Problema proposto:
Indique a data em que, segundo o excerto da fonte, ocorreu o episódio na Síria referido por Heirannia.

━━━━━ Excerto da fonte ━━━━━

Javad Heirannia, que dirige o Centro de Investigação Científica e Estudos Estratégicos do Médio Oriente, de Teerão, enumera indícios recentes que revelam que Israel está de olho no Irão. “As condições da guerra em Gaza e a intensificação dos ataques dos hutis do Iémen no Mar Vermelho e no Estreito de Bab al-Mandab aumentaram as tensões”, diz ao Expresso.

“Primeiro, Israel enviou uma mensagem de alerta e dissuasão ao Irão, ao levar a cabo atos de sabotagem dentro do país, incluindo um ataque cibernético a postos de gasolina. Depois, fez um aviso ainda mais sério, visando o comandante dos Guardas da Revolução na Síria. Com as explosões em Kerman, Israel elevou o nível de alerta dissuasor contra Teerão e anunciou que pode criar insegurança e atingir o Irão por dentro.”

O episódio na Síria de que fala Heirannia ocorreu a 25 de dezembro. Razi Mousavi, principal comandante da Força Quds nesse país e coordenador da relação entre Teerão e Damasco, foi morto na sua casa, no bairro de Sayida Zeinab, a sueste da capital síria, atingida por três mísseis.

━━━━━ Entradas ━━━━━

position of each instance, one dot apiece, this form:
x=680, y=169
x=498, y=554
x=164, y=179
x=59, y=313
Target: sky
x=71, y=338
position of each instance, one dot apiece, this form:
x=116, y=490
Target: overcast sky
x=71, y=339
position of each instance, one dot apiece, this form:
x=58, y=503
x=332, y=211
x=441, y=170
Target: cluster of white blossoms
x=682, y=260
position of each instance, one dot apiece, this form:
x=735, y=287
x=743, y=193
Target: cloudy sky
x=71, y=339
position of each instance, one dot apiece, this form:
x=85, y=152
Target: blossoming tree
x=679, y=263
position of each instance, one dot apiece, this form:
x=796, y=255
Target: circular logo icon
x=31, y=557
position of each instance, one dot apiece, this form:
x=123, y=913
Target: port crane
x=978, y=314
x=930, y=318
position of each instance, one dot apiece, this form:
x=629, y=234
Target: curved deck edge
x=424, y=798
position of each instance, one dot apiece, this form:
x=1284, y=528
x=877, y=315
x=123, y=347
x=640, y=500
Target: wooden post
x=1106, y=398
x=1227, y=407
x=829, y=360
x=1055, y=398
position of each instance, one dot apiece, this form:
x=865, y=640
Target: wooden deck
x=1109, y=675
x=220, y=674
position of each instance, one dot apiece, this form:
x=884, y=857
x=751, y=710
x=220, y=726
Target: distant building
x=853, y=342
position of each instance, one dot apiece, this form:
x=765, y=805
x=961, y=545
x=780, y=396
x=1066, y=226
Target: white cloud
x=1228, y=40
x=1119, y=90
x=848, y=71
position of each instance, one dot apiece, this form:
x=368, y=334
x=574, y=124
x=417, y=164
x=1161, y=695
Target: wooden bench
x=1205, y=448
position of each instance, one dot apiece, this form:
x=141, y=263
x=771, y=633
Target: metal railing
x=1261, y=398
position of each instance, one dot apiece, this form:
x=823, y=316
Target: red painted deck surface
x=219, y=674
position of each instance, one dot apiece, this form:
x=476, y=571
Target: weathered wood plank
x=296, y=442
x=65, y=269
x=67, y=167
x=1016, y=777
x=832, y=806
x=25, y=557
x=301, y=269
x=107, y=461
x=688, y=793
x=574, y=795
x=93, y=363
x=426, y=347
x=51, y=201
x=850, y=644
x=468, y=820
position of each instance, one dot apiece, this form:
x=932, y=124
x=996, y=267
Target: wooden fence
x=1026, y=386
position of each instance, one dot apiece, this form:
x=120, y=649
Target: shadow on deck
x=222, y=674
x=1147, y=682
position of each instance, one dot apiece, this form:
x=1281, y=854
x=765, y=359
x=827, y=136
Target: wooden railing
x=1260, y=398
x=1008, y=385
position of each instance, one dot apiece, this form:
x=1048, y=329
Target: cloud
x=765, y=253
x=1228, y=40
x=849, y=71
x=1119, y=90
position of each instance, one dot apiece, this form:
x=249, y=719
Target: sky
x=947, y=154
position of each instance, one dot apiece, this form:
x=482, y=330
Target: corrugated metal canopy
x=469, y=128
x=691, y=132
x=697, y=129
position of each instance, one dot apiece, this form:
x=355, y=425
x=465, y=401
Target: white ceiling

━━━━━

Resultado correto:
Ocorreu a 25 de dezembro.